- **DATA SECTION**

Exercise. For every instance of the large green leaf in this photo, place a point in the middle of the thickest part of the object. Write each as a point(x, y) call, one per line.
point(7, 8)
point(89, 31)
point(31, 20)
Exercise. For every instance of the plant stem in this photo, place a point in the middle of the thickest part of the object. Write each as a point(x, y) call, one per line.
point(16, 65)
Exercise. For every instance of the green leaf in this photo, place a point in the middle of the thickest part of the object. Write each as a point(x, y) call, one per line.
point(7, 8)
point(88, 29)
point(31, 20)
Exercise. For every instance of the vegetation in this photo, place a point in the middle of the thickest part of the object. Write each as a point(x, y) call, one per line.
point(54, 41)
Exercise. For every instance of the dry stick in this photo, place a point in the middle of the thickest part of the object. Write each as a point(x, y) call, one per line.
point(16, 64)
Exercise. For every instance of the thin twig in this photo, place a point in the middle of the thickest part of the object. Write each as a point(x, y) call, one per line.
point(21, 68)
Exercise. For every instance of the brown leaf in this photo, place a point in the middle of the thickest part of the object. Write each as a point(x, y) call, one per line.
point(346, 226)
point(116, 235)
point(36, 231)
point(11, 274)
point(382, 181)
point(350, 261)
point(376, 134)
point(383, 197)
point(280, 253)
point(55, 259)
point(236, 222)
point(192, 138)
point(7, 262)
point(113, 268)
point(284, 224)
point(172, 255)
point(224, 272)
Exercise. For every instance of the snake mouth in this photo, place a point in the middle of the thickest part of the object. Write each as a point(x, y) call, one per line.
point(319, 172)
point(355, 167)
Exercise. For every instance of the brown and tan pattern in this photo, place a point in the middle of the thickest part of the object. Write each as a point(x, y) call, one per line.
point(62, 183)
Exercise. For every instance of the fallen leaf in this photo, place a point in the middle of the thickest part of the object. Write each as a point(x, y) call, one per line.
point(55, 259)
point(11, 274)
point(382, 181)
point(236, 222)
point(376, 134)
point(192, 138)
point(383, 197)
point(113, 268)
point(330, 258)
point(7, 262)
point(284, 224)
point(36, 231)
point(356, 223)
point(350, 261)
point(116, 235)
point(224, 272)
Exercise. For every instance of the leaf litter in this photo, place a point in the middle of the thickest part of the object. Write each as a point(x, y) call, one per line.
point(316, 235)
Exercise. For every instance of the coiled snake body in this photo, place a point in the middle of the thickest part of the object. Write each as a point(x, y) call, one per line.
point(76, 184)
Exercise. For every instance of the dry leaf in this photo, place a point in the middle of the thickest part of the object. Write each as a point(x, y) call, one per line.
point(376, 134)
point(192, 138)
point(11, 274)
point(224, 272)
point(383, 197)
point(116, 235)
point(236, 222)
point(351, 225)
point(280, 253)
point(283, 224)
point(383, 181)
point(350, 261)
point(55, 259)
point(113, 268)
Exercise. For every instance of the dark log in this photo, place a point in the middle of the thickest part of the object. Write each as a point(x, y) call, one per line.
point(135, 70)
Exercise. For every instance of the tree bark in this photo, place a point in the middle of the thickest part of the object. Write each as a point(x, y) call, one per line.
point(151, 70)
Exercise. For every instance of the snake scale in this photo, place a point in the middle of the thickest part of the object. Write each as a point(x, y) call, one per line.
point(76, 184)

- **TASK BRIEF**
Update the part of the records that opens with the line containing "Exercise. For every instance of the vegetation" and closes with the line containing "point(54, 41)" by changing "vegetation" to "greenery", with everything else left the same. Give back only those lines.

- **RESULT OF THIS TASK**
Exercise. For every instance of the greenery in this photo, place a point in the middle of the thickest part of the object. Write each as a point(x, y) call, one per line.
point(54, 41)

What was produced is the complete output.